═══ Texte extrait ═══
L’abolition officielle de l’esclavage n’a cependant pas désarmé les partisans des colons à Paris. Bien que reconnu citoyen à part entière de la République, le député noir doit lutter contre les insinuations racistes qui remettent sans cesse en cause son élection comme la loi d’abolition. Il se révèle un porte-parole actif des hommes de couleur, à la Convention puis au Conseil des Cinq-Cents, jusqu’en 1797.
Quand Gouly, député de l’Ile de France (Ile Maurice), réclame, après Thermidor, des lois particulières pour les colonies, Belley dénonce à l’assemblée le groupe de pression des colons, discours publié sous un titre à la saveur créole : « Le Bout d’oreille des colons ou le système de l’Hôtel Massiac mis à jour par Gouly ». Il réussit à faire maintenir le principe républicain d’égalité entre habitants des colonies et de la métropole, quelle que soit leur couleur. En revanche le décret d’abolition n’est pas envoyé à l’Ile de France. Après Belley, cette élite venue d’outre-mer qui avait su un temps défendre les droits des non-blancs sera laminée.
Analyse des images
L’étrangeté du Noir
Le portrait de Jean-Baptiste Belley, en pied, sur fond de ciel bleu nuageux, devant le paysage de sa circonscription de Saint-Domingue, n’innove pas seulement par son esthétique somptueuse. Anne-Louis Girodet peint, en représentant officiel de la République, ce Noir en costume d’apparat dont le mandat vient de s’achever, alors même que les colons profitent de la réaction royaliste pour évincer tous les députés de couleur des assemblées du Directoire. A 50 ans, le visage sérieux, Belley est accoudé avec aisance au socle du buste de l’abbé Guillaume Raynal, sculpté par Espercieux. L’artiste fait de lui le vivant symbole de l’émancipation des Noirs annoncée par le philosophe.
La figure de ce Noir, exposée à Paris, en 1797 et en 1798, suscite une véritable fascination dans le public. L’artiste a placé de trois-quarts la tête, objet de la curiosité générale, à cette époque où l’on compare les caractéristiques morphologiques des blancs, des noirs et des singes. Rejetant en arrière des cheveux crépus déjà grisonnants, le visage osseux, au nez aplati, est éclairé par des yeux très vifs ; la mâchoire puissante ne présente aucun prognathisme.
Le contraste entre le costume, si extraordinairement raffiné qu’il évoque à lui seul la culture européenne, et le faciès sombre du modèle fait ressortir l’étrange différence de cet homme noir. Ce costume de député à la Convention, rappelle aussi que Belley a connu son heure de gloire lors de la première abolition de l’esclavage, en 1794. Les trois couleurs républicaines, qui ceignent la taille et le chapeau sont fondues dans des dégradés pastel et laissent tout le contraste chromatique au rapport entre le noir et le blanc. Les tonalités subtilement dégradées du visage noir de Belley ressortent contre le marbre blanc de la sculpture, comme sa longue main brune sur la culotte claire.
═══
Consignes —
**A)** D'après le texte sur le portrait de Jean-Baptiste Belley, de qui est le buste sur le socle duquel le député est accoudé ?
**B)** Rédigez la suite du texte sur le portrait de Jean-Baptiste Belley, à partir de sa dernière phrase.
═══ Données fournies ═══
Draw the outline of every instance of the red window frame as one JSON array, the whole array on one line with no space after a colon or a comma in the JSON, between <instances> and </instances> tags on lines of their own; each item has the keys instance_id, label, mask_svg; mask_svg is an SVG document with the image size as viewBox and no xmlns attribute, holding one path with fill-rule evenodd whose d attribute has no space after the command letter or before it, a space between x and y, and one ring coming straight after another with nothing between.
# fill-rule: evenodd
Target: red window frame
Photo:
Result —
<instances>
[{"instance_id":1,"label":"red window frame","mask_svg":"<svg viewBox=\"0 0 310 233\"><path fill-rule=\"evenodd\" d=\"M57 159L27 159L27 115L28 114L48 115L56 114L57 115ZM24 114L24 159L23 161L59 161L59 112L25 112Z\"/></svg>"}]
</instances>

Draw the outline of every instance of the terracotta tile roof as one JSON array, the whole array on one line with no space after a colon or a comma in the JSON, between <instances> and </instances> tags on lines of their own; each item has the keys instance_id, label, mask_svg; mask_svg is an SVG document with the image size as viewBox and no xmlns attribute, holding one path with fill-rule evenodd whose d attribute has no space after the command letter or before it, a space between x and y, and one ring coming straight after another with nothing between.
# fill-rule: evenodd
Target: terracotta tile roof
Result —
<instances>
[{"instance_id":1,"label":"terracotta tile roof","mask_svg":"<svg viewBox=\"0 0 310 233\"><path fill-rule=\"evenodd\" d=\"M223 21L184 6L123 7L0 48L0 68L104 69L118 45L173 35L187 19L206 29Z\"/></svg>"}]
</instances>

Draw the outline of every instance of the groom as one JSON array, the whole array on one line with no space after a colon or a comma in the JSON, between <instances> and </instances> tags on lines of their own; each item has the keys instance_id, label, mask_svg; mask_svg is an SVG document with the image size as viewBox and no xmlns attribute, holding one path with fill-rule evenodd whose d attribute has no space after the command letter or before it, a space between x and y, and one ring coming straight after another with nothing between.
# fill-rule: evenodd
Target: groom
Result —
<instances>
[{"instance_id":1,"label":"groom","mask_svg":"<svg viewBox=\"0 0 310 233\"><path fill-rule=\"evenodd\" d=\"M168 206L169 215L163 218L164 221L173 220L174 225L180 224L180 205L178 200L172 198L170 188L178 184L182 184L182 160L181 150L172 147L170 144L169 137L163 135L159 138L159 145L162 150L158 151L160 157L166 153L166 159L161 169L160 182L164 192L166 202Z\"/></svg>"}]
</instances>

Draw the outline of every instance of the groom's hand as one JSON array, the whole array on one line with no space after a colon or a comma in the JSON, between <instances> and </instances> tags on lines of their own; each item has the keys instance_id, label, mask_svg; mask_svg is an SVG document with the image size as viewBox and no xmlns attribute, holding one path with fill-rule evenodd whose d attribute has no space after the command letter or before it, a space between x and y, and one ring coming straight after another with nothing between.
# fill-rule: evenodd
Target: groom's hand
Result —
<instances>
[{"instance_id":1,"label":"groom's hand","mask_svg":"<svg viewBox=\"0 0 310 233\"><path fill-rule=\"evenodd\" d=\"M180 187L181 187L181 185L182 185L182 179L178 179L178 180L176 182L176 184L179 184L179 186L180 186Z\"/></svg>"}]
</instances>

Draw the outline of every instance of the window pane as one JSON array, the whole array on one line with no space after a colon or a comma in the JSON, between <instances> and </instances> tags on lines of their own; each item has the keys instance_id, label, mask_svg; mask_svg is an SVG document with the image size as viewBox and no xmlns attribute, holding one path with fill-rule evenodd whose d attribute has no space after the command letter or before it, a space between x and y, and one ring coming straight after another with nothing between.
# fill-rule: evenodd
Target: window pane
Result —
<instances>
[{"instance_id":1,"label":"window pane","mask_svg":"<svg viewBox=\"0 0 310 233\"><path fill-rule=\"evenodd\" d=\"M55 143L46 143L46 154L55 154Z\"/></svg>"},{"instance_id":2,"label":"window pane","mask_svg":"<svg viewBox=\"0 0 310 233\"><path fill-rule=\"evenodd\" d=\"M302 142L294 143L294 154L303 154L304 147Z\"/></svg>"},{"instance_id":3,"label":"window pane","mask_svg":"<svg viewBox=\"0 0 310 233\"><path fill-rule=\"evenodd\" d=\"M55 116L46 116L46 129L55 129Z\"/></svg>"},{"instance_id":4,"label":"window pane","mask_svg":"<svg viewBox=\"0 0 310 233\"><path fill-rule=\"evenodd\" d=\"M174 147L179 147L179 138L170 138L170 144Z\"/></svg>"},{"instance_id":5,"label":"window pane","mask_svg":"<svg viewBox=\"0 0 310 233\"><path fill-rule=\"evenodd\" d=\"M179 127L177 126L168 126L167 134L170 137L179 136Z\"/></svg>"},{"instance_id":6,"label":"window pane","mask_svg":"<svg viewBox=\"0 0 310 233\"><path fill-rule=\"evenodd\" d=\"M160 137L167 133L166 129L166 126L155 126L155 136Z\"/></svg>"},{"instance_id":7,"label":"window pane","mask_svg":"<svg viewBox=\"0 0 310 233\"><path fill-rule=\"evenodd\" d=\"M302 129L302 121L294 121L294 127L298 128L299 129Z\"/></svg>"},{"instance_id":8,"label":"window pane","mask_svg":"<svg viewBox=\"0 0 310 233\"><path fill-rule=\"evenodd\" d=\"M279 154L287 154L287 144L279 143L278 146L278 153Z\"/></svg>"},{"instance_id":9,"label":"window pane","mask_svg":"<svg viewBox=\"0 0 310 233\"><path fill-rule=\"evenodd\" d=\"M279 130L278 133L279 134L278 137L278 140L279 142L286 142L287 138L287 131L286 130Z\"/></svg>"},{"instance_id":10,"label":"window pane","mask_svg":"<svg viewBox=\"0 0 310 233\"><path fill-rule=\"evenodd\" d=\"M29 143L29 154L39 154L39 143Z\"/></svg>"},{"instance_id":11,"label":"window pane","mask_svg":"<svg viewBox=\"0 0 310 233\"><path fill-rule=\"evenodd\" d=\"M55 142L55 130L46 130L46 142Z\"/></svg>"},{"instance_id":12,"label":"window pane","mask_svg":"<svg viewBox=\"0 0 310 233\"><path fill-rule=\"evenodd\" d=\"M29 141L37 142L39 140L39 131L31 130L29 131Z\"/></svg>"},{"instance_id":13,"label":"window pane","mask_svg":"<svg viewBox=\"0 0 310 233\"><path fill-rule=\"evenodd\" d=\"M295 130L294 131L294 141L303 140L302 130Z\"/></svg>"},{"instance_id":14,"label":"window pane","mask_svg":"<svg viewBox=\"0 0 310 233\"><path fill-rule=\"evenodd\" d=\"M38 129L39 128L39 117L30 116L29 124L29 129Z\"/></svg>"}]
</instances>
═══
Réponses —
**A)** De l'abbé Guillaume Raynal, sculpté par Espercieux.

**B)**
Déclarations de Belley à la Convention
L’adoption de la Constitution de l’An III suscite la déclaration par chaque député, de sa situation personnelle. De sa propre main, Belley révèle qu’il était né à l’île de Gorée au Sénégal, sans doute en 1747. Il a vécu 46 ans au Cap français et a donc été déporté à deux ans. Cette partie de Saint-Domingue est « territoire français » car la Constitution de l’An III divise les colonies en départements.
Belley déclare que sa fortune à Saint-Domingue consistait en « propriété pensante » ; l’expression qui désignait les esclaves que possédaient aussi bien les libres de couleur que les blancs est révélatrice des mentalités de l’époque.
Ses biens qui se réduisent, écrit-il, « à la garniture de ma chambre » ne lui permettaient pas de commander un portrait de cette ampleur, l’initiative de cette peinture revient donc probablement à Girodet.
Son mandat terminé, Belley obtient un grade de chef de brigade. Affecté à la gendarmerie de Saint-Domingue, il y retourne pour plusieurs missions à partir de 1798. En France, il exerce encore une présence influente à la Société des Amis des Noirs.
Les instructions secrètes de Bonaparte
Partisan de la fermeté face aux menées indépendantistes de Toussaint-Louverture à Saint-Domingue, Belley conseille l’intervention militaire à Bonaparte. Le Consulat le charge d’y réorganiser la gendarmerie nationale. Il prend part à l’expédition Leclerc de 1802 et débarque au Cap, le 11 février. Mais victime d’une arrestation arbitraire, dès le 12 avril 1802, il est déporté en Bretagne, à Belle-Ile-en-mer.
Son sort n’est pas ébruité ; il était scellé avant son embarquement par ces instructions secrètes élaborées sous les ordres directs du Premier Consul, dès le 31 octobre 1801, et remises au chef de l’expédition, le général Leclerc, beau-frère de Bonaparte. L’une d’elle concerne directement Belley sans le nommer : « On réorganisera la gendarmerie. Ne pas souffrir qu'aucun Noir ayant eu le grade au-dessus de capitaine reste dans l'île ». Le document, précis en matière militaire, se révèle très ambigu sur le statut des Noirs. En contradiction avec le maintien solennel de la liberté au début du chapitre, un pragmatisme indifférent aux principes doit succéder à la reconquête de l’île: » Quelque chose qu’il arrive, on croit que dans la troisième époque on doit désarmer tous les Nègres, de quelque parti qu’ils soient et les remettre à la culture ». Le rétablissement de l’esclavage se profile.
Interprétation
Girodet livre de Belley une image magistrale et symbolique, à une époque où l’homme noir fascine par son étrangeté et suscite des inquiétudes politiques et économiques pour l’avenir. Mais la personnalité de Belley garde son mystère.
Les instructions données par Bonaparte entraînent la fin dans le secret, à la forteresse de Belle-Ile, le 6 août 1805, de ce militaire, fervent républicain, trahi par l’arbitraire d’un autre soldat, à l’étoile montante.